■ **PROBLEM**
Only the text belongs in the copy. Transcribe the data exactly and drop any pictures.

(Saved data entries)
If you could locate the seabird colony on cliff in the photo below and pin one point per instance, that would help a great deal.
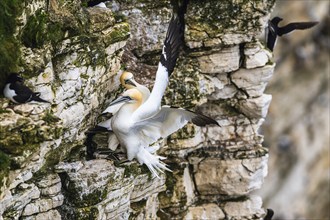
(139, 120)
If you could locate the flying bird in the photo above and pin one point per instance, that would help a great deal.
(136, 136)
(128, 82)
(173, 41)
(17, 92)
(274, 30)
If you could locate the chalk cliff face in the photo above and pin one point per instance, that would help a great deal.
(297, 126)
(72, 54)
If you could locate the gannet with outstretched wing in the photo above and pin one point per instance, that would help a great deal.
(136, 136)
(127, 80)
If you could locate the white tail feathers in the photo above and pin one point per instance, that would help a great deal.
(152, 162)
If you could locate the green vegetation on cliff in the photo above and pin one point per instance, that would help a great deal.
(9, 52)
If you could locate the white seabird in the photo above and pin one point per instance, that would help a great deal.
(136, 136)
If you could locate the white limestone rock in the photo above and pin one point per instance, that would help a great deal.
(255, 107)
(49, 215)
(253, 81)
(224, 61)
(248, 209)
(256, 55)
(204, 212)
(230, 177)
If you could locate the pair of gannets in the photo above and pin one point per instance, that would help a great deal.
(139, 119)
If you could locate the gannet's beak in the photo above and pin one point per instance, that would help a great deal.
(120, 100)
(131, 82)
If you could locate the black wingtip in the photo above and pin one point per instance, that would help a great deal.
(174, 37)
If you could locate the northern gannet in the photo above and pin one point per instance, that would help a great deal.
(136, 136)
(127, 81)
(274, 30)
(17, 92)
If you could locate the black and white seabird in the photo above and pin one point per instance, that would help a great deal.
(274, 30)
(17, 92)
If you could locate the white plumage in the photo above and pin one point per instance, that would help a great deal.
(135, 136)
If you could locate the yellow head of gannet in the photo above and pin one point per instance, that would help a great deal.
(132, 96)
(127, 80)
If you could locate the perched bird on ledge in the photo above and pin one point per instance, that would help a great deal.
(17, 92)
(274, 30)
(136, 136)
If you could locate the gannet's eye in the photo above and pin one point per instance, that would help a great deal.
(129, 82)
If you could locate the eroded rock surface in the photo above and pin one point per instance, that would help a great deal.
(222, 72)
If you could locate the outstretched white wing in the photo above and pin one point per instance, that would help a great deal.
(170, 53)
(167, 121)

■ **EXPECTED ANSWER**
If you could locate the seabird colony on cliff in the photo below and pin one point per instance, that would help a great deal.
(139, 120)
If you could locate the flying bird in the photo above and pin one point per instance, that would help a great deal.
(136, 136)
(128, 82)
(173, 41)
(17, 92)
(274, 30)
If you could locate the chalk cliff face in the photo above and pin one point per instance, that would help a great deal.
(297, 126)
(72, 54)
If you could locate the gannet with outstretched wing in the photo above and pin one point per instance, that would help a great deal.
(136, 136)
(127, 80)
If you could locate the white tail feathers in the photo above and pin one point per instance, that would help a great deal.
(152, 162)
If you could locate the green vegetation on cliff in the photo above and pin one point per instance, that would help a great deal.
(9, 52)
If you could locate the white seabird in the photo above and pin one point per instance, that would help a great deal.
(136, 136)
If you could locate the white limestone rock in the photo above and pin one point per instance, that would help a great deal.
(255, 107)
(49, 215)
(253, 81)
(224, 61)
(248, 209)
(256, 55)
(204, 212)
(230, 177)
If you could locate the pair of gannets in the photo above and pin one point per instance, that would help a great deal.
(139, 119)
If you could locate the gannet's beak in the photo above and pin one point per instance, that would help a great deal.
(120, 100)
(131, 82)
If you could locate the black wingtip in the photo above and pin one point per instance, that would help a great deal.
(174, 37)
If you could locate the northern gannet in the photo above and pin one point per instance, that would help a great deal.
(136, 136)
(127, 81)
(274, 30)
(17, 92)
If you could locate the black and white seabird in the photo above and pin one point per instance, that would help a great deal.
(274, 30)
(17, 92)
If you could locate the white plumage in the photo above and pin one point per instance, that would help a great deal.
(135, 136)
If you could locate the yellow head of gannet in the photo above and pin one point per instance, that would help a great deal.
(132, 96)
(127, 80)
If you could locate the perched bird on ledge in the photo above and pin one point per instance, that would help a great deal.
(17, 92)
(274, 30)
(136, 136)
If you could locate the gannet's eye in the photo above and pin one point per instance, that would help a great deal.
(129, 82)
If you could locate the eroded rock surface in the photo above and pin one point per instance, that would help a great deal.
(222, 72)
If you could locate the outstretched white wing in the photo above and pin one point per instance, that would help a great deal.
(170, 53)
(167, 121)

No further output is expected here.